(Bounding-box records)

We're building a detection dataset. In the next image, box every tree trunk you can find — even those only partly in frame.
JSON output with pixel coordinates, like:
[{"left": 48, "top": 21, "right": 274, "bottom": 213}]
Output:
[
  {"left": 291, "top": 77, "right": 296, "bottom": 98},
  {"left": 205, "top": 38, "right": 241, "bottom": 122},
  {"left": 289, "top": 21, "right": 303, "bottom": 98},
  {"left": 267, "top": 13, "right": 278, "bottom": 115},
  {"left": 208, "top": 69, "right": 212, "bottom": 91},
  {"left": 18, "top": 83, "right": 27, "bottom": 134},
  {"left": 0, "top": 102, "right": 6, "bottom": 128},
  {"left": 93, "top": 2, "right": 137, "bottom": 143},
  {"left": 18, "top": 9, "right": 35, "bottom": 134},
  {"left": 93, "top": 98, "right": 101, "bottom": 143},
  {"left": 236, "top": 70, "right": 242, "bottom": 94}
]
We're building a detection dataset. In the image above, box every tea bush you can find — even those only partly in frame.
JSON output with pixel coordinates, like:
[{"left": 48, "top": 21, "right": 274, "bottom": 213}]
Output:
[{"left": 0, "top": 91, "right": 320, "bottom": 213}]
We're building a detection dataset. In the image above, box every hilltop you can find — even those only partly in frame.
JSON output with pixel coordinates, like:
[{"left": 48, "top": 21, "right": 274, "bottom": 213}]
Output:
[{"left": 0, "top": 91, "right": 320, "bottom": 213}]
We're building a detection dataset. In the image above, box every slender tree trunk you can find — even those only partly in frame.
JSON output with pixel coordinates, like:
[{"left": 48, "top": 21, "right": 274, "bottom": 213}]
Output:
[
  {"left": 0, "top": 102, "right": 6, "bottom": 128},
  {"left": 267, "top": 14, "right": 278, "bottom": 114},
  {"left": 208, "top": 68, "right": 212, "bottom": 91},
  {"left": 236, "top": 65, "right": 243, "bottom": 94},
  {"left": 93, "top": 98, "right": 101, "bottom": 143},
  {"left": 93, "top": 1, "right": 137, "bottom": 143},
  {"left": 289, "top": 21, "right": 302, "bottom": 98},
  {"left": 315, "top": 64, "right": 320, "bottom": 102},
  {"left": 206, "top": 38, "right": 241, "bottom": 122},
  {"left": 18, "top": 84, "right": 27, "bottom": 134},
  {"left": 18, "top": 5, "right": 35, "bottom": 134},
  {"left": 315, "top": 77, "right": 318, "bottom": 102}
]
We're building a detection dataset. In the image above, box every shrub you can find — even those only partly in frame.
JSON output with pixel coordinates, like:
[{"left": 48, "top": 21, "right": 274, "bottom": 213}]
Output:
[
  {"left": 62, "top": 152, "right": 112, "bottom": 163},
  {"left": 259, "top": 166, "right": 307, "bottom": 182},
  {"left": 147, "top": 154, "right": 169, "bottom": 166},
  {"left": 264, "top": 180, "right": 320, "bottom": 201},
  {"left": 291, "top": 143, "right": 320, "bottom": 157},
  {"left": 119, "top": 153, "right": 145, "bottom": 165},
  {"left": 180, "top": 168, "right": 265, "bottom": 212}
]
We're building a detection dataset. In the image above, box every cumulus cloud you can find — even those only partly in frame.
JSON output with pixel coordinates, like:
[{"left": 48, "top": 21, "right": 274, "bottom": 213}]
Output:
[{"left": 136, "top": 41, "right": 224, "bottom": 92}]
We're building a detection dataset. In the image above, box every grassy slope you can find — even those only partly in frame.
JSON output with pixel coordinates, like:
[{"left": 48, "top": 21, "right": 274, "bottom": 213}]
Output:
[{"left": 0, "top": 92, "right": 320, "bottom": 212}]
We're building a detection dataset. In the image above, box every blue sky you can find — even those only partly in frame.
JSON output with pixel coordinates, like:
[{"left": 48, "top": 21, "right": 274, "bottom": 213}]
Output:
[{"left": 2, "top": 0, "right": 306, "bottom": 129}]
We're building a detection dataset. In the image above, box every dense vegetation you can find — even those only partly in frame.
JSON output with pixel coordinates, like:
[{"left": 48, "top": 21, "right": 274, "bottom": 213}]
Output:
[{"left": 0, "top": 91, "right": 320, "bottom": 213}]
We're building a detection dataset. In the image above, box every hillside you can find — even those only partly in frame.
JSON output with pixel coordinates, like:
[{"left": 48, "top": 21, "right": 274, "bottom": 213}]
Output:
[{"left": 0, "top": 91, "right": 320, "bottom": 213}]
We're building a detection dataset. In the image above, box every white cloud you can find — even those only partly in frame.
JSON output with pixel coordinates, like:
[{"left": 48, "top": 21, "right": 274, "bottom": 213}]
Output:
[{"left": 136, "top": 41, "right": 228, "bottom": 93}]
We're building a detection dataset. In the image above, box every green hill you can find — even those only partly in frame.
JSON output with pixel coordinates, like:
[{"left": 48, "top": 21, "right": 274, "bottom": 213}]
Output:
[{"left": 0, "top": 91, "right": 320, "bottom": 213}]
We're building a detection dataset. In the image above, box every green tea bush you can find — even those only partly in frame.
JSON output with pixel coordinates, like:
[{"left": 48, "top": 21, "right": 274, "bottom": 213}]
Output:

Task prompt :: Reproduce all of the lines above verbatim, from first to last.

Output for this exercise ::
We're building a detection dataset. In the next image, box every tree trunk you can find — even those only partly in frame.
JSON output with pixel coordinates, like:
[{"left": 48, "top": 21, "right": 274, "bottom": 213}]
Output:
[
  {"left": 291, "top": 77, "right": 296, "bottom": 98},
  {"left": 205, "top": 38, "right": 241, "bottom": 122},
  {"left": 289, "top": 21, "right": 303, "bottom": 98},
  {"left": 267, "top": 13, "right": 278, "bottom": 115},
  {"left": 208, "top": 69, "right": 212, "bottom": 91},
  {"left": 18, "top": 83, "right": 27, "bottom": 134},
  {"left": 0, "top": 102, "right": 6, "bottom": 128},
  {"left": 93, "top": 2, "right": 137, "bottom": 143},
  {"left": 18, "top": 9, "right": 35, "bottom": 134},
  {"left": 93, "top": 98, "right": 101, "bottom": 143},
  {"left": 236, "top": 70, "right": 242, "bottom": 94}
]
We're building a detection dataset. In the image above, box every tea bush you can find — even those only partly in frame.
JSON output with pixel coordinates, like:
[{"left": 48, "top": 21, "right": 274, "bottom": 213}]
Output:
[{"left": 0, "top": 91, "right": 320, "bottom": 213}]
We're building a detection dataset. In the image above, box every hilltop you can find — even those only partly in frame.
JSON output with pixel coordinates, like:
[{"left": 48, "top": 21, "right": 274, "bottom": 213}]
Output:
[{"left": 0, "top": 91, "right": 320, "bottom": 213}]
We're building a detection dataset. In the image above, box every slender tree trunk you can find — even those only partly in frame.
JSON output with pixel coordinates, like:
[{"left": 48, "top": 21, "right": 274, "bottom": 213}]
Output:
[
  {"left": 0, "top": 102, "right": 6, "bottom": 128},
  {"left": 267, "top": 14, "right": 278, "bottom": 114},
  {"left": 208, "top": 68, "right": 212, "bottom": 91},
  {"left": 236, "top": 65, "right": 243, "bottom": 94},
  {"left": 93, "top": 98, "right": 101, "bottom": 143},
  {"left": 93, "top": 1, "right": 137, "bottom": 143},
  {"left": 289, "top": 21, "right": 302, "bottom": 98},
  {"left": 315, "top": 64, "right": 320, "bottom": 102},
  {"left": 206, "top": 38, "right": 241, "bottom": 122},
  {"left": 18, "top": 84, "right": 27, "bottom": 134},
  {"left": 18, "top": 5, "right": 35, "bottom": 134},
  {"left": 315, "top": 77, "right": 318, "bottom": 102}
]
We're building a detection dataset. In the image above, box every shrub you can find — even those only partly in frame.
JSON output with pixel coordinates, like:
[{"left": 48, "top": 21, "right": 274, "bottom": 213}]
Output:
[
  {"left": 62, "top": 152, "right": 112, "bottom": 163},
  {"left": 259, "top": 166, "right": 307, "bottom": 182},
  {"left": 147, "top": 154, "right": 169, "bottom": 166},
  {"left": 264, "top": 180, "right": 320, "bottom": 201},
  {"left": 291, "top": 143, "right": 320, "bottom": 157},
  {"left": 119, "top": 153, "right": 145, "bottom": 165},
  {"left": 180, "top": 168, "right": 265, "bottom": 212}
]
We're building a detection dataset. In the image above, box every cumulus cloud you can find — even those only partly in frame.
JSON output with pixel coordinates, like:
[{"left": 48, "top": 21, "right": 274, "bottom": 213}]
Output:
[{"left": 136, "top": 41, "right": 224, "bottom": 92}]
We're building a detection dataset. In the image above, box every grassy slope you can find — even those only partly in frame.
JSON output with pixel coordinates, like:
[{"left": 48, "top": 21, "right": 274, "bottom": 213}]
Output:
[{"left": 0, "top": 92, "right": 320, "bottom": 212}]
We're building a detection dataset. In the image above, box every blue sky you can find — even those only partly in frame.
JSON output with pixel coordinates, like:
[{"left": 48, "top": 21, "right": 274, "bottom": 213}]
Output:
[{"left": 2, "top": 0, "right": 306, "bottom": 129}]
We're building a detection dataset. In the image above, box every dense vegetation you can find — even those only partly in frame.
JSON output with pixel coordinates, like:
[{"left": 48, "top": 21, "right": 274, "bottom": 213}]
Output:
[{"left": 0, "top": 91, "right": 320, "bottom": 213}]
We're building a detection dataset. In the image above, box every hillside you can find — even those only partly in frame.
JSON output with pixel coordinates, like:
[{"left": 48, "top": 21, "right": 274, "bottom": 213}]
Output:
[{"left": 0, "top": 91, "right": 320, "bottom": 213}]
We're building a detection dataset. In the image above, box every white cloud you can find — even those only partly in frame.
JSON output with pixel coordinates, like:
[{"left": 48, "top": 21, "right": 274, "bottom": 213}]
Output:
[{"left": 136, "top": 41, "right": 228, "bottom": 93}]
We're building a detection dataset. In the image above, box every green hill you can find — even those only partly in frame.
JSON output with pixel coordinates, like:
[{"left": 48, "top": 21, "right": 274, "bottom": 213}]
Output:
[{"left": 0, "top": 91, "right": 320, "bottom": 213}]
We're building a detection dataset. In the image above, box every green tea bush you can find — even those only partly in frame.
JSON output with pixel coordinates, like:
[{"left": 48, "top": 21, "right": 274, "bottom": 213}]
Output:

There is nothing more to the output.